— start —

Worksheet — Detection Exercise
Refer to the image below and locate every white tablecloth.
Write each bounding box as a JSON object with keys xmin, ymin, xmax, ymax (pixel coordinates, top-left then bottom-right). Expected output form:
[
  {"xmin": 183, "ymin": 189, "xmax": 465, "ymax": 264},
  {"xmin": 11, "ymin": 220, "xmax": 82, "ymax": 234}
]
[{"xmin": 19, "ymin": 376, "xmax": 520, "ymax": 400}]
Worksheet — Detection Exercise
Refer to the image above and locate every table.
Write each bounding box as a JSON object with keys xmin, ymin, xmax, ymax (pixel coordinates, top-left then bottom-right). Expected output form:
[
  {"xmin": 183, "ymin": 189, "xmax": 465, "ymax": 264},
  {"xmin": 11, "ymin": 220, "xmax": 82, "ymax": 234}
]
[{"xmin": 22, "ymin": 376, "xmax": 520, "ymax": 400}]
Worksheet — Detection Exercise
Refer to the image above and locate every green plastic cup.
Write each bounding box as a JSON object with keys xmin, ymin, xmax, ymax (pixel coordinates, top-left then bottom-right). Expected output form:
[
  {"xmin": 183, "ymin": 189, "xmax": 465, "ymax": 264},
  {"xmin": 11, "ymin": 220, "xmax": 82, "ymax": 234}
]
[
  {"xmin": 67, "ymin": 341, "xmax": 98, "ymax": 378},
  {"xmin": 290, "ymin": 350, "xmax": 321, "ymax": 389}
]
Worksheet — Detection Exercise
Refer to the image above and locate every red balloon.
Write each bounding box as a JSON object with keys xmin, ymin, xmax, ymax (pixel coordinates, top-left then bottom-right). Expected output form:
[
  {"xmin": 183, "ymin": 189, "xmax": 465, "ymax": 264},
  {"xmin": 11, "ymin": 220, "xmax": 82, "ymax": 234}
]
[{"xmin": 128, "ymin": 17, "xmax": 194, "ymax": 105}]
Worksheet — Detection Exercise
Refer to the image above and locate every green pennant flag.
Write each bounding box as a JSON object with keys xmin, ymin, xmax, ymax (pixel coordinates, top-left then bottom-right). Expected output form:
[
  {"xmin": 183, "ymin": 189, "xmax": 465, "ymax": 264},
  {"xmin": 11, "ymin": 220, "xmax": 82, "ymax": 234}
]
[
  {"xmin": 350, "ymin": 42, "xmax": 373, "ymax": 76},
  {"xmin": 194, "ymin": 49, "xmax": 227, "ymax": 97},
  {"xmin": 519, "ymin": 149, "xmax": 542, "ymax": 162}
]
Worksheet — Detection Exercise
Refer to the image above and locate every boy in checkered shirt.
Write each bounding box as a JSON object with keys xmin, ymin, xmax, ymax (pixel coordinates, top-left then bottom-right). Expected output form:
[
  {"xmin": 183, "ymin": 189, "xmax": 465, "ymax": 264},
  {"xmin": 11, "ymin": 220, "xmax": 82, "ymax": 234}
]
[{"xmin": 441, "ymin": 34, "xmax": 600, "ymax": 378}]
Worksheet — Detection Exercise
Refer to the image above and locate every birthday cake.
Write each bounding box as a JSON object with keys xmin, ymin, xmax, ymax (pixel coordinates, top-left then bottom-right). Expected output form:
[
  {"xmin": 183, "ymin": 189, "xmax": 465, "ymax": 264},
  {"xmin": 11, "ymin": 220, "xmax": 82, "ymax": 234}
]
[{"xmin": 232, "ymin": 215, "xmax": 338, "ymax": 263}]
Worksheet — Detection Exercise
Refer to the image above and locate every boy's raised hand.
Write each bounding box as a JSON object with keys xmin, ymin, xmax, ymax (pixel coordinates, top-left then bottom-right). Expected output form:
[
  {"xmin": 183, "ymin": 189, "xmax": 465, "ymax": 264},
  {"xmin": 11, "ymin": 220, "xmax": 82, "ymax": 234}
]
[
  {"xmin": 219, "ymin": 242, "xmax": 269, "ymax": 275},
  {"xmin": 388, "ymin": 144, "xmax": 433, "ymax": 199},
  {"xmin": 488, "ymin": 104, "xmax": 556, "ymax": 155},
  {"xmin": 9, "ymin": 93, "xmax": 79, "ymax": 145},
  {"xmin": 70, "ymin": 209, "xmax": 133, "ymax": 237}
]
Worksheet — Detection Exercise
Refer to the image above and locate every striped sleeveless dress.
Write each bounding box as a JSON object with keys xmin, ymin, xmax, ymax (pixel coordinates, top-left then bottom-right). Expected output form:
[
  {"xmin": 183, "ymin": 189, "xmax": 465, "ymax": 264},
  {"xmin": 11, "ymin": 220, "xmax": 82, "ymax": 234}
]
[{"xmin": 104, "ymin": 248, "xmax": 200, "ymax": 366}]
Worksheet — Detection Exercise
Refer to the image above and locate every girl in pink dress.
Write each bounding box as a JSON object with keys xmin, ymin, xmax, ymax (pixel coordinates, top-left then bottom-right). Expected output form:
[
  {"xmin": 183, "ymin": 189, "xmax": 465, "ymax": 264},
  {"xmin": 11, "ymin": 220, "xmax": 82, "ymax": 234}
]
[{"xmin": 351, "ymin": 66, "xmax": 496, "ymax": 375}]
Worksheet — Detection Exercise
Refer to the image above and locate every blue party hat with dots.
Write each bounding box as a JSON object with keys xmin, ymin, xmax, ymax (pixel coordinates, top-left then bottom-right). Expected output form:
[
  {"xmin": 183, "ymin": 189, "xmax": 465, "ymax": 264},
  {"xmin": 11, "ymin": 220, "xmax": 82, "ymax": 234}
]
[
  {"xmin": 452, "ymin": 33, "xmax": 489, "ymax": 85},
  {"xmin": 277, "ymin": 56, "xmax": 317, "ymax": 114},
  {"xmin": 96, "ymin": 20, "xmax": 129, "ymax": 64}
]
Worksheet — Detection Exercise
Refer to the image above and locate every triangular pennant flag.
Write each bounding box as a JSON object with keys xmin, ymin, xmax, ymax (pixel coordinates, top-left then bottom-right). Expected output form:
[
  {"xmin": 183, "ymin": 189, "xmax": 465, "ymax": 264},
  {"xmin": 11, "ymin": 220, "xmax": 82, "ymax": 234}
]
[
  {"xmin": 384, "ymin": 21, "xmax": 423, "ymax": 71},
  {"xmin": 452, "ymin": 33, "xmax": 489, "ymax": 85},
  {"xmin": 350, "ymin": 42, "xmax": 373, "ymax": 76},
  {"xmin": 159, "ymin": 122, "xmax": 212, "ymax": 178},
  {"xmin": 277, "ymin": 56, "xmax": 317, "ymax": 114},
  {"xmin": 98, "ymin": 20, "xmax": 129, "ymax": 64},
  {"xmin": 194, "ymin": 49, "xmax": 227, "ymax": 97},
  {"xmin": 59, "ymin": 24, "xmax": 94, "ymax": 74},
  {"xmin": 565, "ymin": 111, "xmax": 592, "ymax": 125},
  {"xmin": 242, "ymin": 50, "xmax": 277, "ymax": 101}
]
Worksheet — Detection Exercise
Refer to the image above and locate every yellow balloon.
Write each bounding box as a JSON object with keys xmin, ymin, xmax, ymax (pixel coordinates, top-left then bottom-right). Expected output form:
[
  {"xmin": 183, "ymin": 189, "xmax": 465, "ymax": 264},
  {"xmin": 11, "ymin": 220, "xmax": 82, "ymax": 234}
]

— end —

# Written request
Every record should be given again exactly.

# Result for this exercise
Worksheet — Detection Exercise
Refer to the image below and locate every white tablecloth.
Write each bounding box as a JSON object with keys xmin, ymin, xmax, ymax (pixel coordinates, top-left then bottom-right). Expected output form:
[
  {"xmin": 183, "ymin": 189, "xmax": 465, "ymax": 264},
  {"xmin": 11, "ymin": 220, "xmax": 82, "ymax": 234}
]
[{"xmin": 19, "ymin": 376, "xmax": 520, "ymax": 400}]
Worksheet — Detection Exercise
Refer to the image above and locate every table.
Write each bounding box as a JSON object with keys xmin, ymin, xmax, ymax (pixel coordinates, top-left then bottom-right). Expected output form:
[
  {"xmin": 183, "ymin": 189, "xmax": 465, "ymax": 264},
  {"xmin": 11, "ymin": 220, "xmax": 82, "ymax": 234}
]
[{"xmin": 22, "ymin": 376, "xmax": 520, "ymax": 400}]
Worksheet — Detection Exercise
Refer to the image above and locate every green plastic cup.
Write each bounding box as a JSON object with keys xmin, ymin, xmax, ymax (pixel coordinates, top-left then bottom-right). Expected output form:
[
  {"xmin": 183, "ymin": 189, "xmax": 465, "ymax": 264},
  {"xmin": 11, "ymin": 220, "xmax": 82, "ymax": 234}
]
[
  {"xmin": 67, "ymin": 341, "xmax": 98, "ymax": 378},
  {"xmin": 290, "ymin": 350, "xmax": 321, "ymax": 389}
]
Worksheet — Detection Exercise
Refer to the image above and locate every red balloon.
Write each bounding box as a JSON object with keys xmin, ymin, xmax, ymax (pixel coordinates, top-left then bottom-right). Expected output form:
[
  {"xmin": 183, "ymin": 189, "xmax": 465, "ymax": 264},
  {"xmin": 11, "ymin": 220, "xmax": 82, "ymax": 234}
]
[{"xmin": 128, "ymin": 17, "xmax": 194, "ymax": 105}]
Worksheet — Detection Exercise
Refer to the image above and locate every green pennant flag.
Write each bounding box as a JSON object with keys xmin, ymin, xmax, ymax (pixel coordinates, top-left then bottom-right). Expected output form:
[
  {"xmin": 183, "ymin": 189, "xmax": 465, "ymax": 264},
  {"xmin": 11, "ymin": 220, "xmax": 82, "ymax": 234}
]
[
  {"xmin": 350, "ymin": 42, "xmax": 373, "ymax": 76},
  {"xmin": 194, "ymin": 49, "xmax": 227, "ymax": 97},
  {"xmin": 519, "ymin": 149, "xmax": 542, "ymax": 162}
]
Worksheet — Detection Exercise
Refer to the image above and locate every boy in checkered shirt.
Write each bounding box as a JSON object with keys xmin, ymin, xmax, ymax (pixel coordinates, top-left then bottom-right). Expected output form:
[
  {"xmin": 183, "ymin": 189, "xmax": 465, "ymax": 264},
  {"xmin": 11, "ymin": 220, "xmax": 82, "ymax": 234}
]
[{"xmin": 441, "ymin": 34, "xmax": 600, "ymax": 378}]
Worksheet — Detection Exercise
Refer to the image above and locate every birthday cake.
Write each bounding box as a JSON object with keys xmin, ymin, xmax, ymax (pixel coordinates, top-left then bottom-right). Expected output form:
[
  {"xmin": 183, "ymin": 189, "xmax": 465, "ymax": 264},
  {"xmin": 11, "ymin": 220, "xmax": 82, "ymax": 234}
]
[{"xmin": 232, "ymin": 215, "xmax": 338, "ymax": 263}]
Worksheet — Detection Exercise
Refer to the image above and locate every boy's raised hand.
Write each bounding box as a JSON object with keys xmin, ymin, xmax, ymax (pixel coordinates, top-left then bottom-right). Expected output form:
[
  {"xmin": 183, "ymin": 189, "xmax": 465, "ymax": 264},
  {"xmin": 11, "ymin": 220, "xmax": 82, "ymax": 234}
]
[
  {"xmin": 219, "ymin": 242, "xmax": 269, "ymax": 275},
  {"xmin": 388, "ymin": 144, "xmax": 433, "ymax": 199},
  {"xmin": 488, "ymin": 104, "xmax": 556, "ymax": 155},
  {"xmin": 9, "ymin": 93, "xmax": 79, "ymax": 145},
  {"xmin": 70, "ymin": 209, "xmax": 133, "ymax": 237}
]
Worksheet — Detection Exercise
Refer to the image above and locate every striped sleeveless dress.
Write each bounding box as a JSON object with keys xmin, ymin, xmax, ymax (pixel coordinates, top-left then bottom-right). Expected output form:
[
  {"xmin": 183, "ymin": 189, "xmax": 465, "ymax": 264},
  {"xmin": 11, "ymin": 220, "xmax": 82, "ymax": 234}
]
[{"xmin": 104, "ymin": 248, "xmax": 200, "ymax": 366}]
Worksheet — Detection Exercise
Refer to the image above and locate every girl in pink dress.
Write each bounding box as a JSON object with keys xmin, ymin, xmax, ymax (pixel coordinates, top-left then bottom-right). Expected output form:
[
  {"xmin": 183, "ymin": 189, "xmax": 465, "ymax": 264},
  {"xmin": 11, "ymin": 220, "xmax": 82, "ymax": 234}
]
[{"xmin": 351, "ymin": 66, "xmax": 496, "ymax": 375}]
Worksheet — Detection Exercise
Refer to the image above and locate every blue party hat with dots.
Write each bounding box as a JSON object with keys xmin, ymin, xmax, ymax (pixel coordinates, top-left then bottom-right). Expected output form:
[
  {"xmin": 183, "ymin": 189, "xmax": 465, "ymax": 264},
  {"xmin": 11, "ymin": 220, "xmax": 82, "ymax": 234}
]
[
  {"xmin": 452, "ymin": 33, "xmax": 489, "ymax": 85},
  {"xmin": 277, "ymin": 56, "xmax": 317, "ymax": 114},
  {"xmin": 96, "ymin": 20, "xmax": 129, "ymax": 64}
]
Worksheet — Detection Exercise
Refer to the image above and locate every triangular pennant flag.
Write each bounding box as a JSON object with keys xmin, ymin, xmax, ymax (pixel coordinates, top-left then bottom-right). Expected output form:
[
  {"xmin": 183, "ymin": 189, "xmax": 465, "ymax": 264},
  {"xmin": 11, "ymin": 220, "xmax": 82, "ymax": 234}
]
[
  {"xmin": 384, "ymin": 21, "xmax": 423, "ymax": 71},
  {"xmin": 452, "ymin": 33, "xmax": 489, "ymax": 85},
  {"xmin": 350, "ymin": 42, "xmax": 373, "ymax": 76},
  {"xmin": 159, "ymin": 122, "xmax": 212, "ymax": 178},
  {"xmin": 277, "ymin": 56, "xmax": 317, "ymax": 114},
  {"xmin": 98, "ymin": 20, "xmax": 129, "ymax": 64},
  {"xmin": 194, "ymin": 49, "xmax": 227, "ymax": 97},
  {"xmin": 59, "ymin": 24, "xmax": 94, "ymax": 74},
  {"xmin": 565, "ymin": 111, "xmax": 592, "ymax": 125},
  {"xmin": 242, "ymin": 50, "xmax": 277, "ymax": 101}
]
Worksheet — Detection Exercise
Refer to the image above and locate every yellow balloon.
Write each bounding box as a JSON object with keys xmin, ymin, xmax, ymax (pixel coordinates, top-left then bottom-right). Expected output form:
[
  {"xmin": 183, "ymin": 189, "xmax": 465, "ymax": 264},
  {"xmin": 11, "ymin": 220, "xmax": 82, "ymax": 234}
]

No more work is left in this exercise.